- [Requirements] Output exactly, please, the lines of the records below from the one containing "Thanks for the photo. Could you please mark the cloudy" through the final line.

- [Material for this exercise]
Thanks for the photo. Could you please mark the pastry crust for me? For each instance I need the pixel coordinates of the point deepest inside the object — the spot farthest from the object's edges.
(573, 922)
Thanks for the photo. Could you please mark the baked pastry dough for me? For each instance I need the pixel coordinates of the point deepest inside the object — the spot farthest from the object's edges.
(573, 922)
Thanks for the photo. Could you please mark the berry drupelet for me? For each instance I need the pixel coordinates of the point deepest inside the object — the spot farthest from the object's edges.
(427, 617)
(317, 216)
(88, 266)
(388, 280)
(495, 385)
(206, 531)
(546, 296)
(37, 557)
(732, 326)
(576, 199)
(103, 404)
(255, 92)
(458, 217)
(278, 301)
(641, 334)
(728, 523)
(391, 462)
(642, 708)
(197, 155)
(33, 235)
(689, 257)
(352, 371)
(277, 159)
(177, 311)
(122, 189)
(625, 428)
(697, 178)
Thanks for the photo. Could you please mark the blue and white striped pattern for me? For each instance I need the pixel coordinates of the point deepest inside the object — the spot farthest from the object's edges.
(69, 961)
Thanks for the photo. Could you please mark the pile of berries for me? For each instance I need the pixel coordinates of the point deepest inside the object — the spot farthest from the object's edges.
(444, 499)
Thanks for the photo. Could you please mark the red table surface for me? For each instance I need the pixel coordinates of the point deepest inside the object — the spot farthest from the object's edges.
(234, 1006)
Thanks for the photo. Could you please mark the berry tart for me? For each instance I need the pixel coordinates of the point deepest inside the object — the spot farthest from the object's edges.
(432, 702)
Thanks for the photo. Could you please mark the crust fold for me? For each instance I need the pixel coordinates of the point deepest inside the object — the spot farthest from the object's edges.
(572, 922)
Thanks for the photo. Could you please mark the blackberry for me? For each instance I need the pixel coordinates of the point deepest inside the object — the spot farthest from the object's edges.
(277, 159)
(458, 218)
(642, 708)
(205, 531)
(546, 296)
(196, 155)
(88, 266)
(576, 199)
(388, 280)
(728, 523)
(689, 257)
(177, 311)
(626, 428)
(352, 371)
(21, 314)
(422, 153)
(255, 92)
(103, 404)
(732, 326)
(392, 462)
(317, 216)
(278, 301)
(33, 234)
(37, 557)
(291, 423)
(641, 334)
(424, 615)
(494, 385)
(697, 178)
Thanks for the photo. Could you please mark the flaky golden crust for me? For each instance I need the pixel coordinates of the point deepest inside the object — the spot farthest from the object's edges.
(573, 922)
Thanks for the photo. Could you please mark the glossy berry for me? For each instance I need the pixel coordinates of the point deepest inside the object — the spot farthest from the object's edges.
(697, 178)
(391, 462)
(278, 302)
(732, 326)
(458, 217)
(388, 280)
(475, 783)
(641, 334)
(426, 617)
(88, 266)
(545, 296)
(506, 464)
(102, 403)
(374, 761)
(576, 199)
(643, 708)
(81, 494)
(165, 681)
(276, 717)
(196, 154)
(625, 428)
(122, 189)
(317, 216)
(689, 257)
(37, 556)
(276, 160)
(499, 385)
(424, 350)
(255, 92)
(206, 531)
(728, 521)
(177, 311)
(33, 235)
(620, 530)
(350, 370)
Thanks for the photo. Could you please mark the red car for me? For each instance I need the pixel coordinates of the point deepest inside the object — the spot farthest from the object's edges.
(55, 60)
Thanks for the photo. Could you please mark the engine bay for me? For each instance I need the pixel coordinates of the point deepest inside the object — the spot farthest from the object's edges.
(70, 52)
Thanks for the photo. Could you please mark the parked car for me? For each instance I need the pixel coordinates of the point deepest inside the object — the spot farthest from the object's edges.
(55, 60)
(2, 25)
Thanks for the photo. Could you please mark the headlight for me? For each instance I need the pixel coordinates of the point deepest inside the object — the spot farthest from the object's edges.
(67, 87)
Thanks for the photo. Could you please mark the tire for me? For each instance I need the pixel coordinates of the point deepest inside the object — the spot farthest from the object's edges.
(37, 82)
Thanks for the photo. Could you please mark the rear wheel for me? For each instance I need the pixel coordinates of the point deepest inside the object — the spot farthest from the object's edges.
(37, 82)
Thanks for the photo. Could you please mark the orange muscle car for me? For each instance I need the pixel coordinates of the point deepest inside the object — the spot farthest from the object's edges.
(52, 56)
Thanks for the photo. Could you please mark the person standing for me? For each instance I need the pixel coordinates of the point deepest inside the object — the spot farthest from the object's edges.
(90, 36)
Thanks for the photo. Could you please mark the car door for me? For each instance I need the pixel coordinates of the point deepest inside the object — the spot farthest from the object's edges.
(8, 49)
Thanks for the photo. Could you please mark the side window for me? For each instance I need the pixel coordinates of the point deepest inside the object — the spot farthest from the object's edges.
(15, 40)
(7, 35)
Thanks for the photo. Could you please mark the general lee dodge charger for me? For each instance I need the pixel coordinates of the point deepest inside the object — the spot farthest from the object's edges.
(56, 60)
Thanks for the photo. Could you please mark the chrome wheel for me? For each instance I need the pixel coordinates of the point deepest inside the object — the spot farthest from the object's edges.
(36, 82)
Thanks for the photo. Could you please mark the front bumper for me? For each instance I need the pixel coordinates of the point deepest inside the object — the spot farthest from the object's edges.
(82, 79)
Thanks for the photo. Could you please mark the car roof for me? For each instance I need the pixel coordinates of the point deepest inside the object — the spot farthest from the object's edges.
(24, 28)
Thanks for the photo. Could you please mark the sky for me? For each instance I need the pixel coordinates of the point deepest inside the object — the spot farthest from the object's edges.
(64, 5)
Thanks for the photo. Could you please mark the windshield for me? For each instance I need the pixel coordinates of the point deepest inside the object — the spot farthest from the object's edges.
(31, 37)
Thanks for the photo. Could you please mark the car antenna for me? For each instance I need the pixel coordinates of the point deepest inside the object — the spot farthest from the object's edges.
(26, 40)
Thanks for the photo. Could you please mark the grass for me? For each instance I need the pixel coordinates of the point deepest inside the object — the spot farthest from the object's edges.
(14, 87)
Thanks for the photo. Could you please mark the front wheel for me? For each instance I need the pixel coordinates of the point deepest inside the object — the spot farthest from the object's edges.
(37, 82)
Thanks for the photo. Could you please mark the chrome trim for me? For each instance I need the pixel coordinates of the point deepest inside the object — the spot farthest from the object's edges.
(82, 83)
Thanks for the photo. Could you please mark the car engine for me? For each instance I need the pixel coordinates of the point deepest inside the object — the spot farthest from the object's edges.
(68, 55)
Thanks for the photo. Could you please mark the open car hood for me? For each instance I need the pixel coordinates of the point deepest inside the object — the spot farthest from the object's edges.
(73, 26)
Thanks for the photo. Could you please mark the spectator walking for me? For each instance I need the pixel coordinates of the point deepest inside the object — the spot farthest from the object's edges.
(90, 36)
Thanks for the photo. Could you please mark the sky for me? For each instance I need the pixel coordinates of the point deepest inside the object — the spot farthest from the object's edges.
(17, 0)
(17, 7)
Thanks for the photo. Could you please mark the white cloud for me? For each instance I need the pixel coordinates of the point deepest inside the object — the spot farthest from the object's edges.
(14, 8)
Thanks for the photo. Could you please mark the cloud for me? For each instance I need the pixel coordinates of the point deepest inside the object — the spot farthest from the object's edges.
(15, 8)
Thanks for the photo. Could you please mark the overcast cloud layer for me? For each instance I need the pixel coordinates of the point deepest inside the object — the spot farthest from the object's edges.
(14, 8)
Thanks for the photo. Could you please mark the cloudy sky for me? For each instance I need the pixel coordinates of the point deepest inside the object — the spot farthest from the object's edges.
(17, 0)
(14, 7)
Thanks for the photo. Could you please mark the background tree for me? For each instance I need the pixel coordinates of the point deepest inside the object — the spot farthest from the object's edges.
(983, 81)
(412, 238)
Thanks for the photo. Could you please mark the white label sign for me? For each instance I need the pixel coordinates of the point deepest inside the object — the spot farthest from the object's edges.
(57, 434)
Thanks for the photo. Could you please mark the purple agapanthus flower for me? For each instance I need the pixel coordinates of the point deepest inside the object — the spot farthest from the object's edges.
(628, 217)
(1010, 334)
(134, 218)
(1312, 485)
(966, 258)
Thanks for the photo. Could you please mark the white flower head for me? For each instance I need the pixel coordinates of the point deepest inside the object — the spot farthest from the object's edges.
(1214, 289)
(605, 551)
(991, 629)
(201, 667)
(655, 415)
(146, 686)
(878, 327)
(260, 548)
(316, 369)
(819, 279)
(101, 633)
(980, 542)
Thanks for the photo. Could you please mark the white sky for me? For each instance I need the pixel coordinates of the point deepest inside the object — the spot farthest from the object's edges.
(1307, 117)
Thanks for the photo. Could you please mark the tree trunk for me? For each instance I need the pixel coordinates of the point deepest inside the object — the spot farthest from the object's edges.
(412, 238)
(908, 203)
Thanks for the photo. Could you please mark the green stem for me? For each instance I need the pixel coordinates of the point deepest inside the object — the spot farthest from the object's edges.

- [Result]
Thanks for the photo. Could you please mark the cloudy sky for me? For each instance I need the pixel coordinates of the point deepest inside the object — the spot farthest from the object's edges.
(17, 0)
(14, 7)
Thanks for the photo. Could you please mark the background tree for me? For each instance I need the pixel coordinates of the point deepest inside the object — the spot farthest from the object's edges.
(983, 81)
(412, 238)
Thanks for the photo. Could you please mark the white label sign for me? For each instance I need the pixel coordinates of the point deepest inside the object — the spot farthest from the object's edges.
(57, 434)
Thanks for the photo. Could you please mark the purple agapanthus flower for me? For each instance I need the pixel coordinates of the point deepest inside the object — the spot farthest from the object's edges.
(628, 217)
(1010, 334)
(134, 218)
(1312, 485)
(966, 258)
Thanks for the photo. Could you please mark the white flower head for me? For each instance I need the pixel coordinates of the point deepest inside the object — the spot farthest from the object's edges.
(1214, 289)
(605, 551)
(991, 629)
(201, 667)
(655, 415)
(146, 686)
(878, 327)
(260, 548)
(316, 369)
(819, 279)
(101, 633)
(980, 542)
Thanks for the photo. Could you please mark the white sky for me? For each instance I need the pixel coordinates of the point deepest inside the object — the spot farthest from the object's edges.
(1307, 117)
Thanks for the photo. Could you please mark the tree trunk for me? For each instance I need the pixel coordinates of the point deepest inside the object — the spot farthest from the object's edges.
(412, 238)
(908, 203)
Thanks for the photo. Could you please mark the green stem for me? For each instance I need the pixel coordinates of the point deepest inside the object — the spot farthest from the object's edges.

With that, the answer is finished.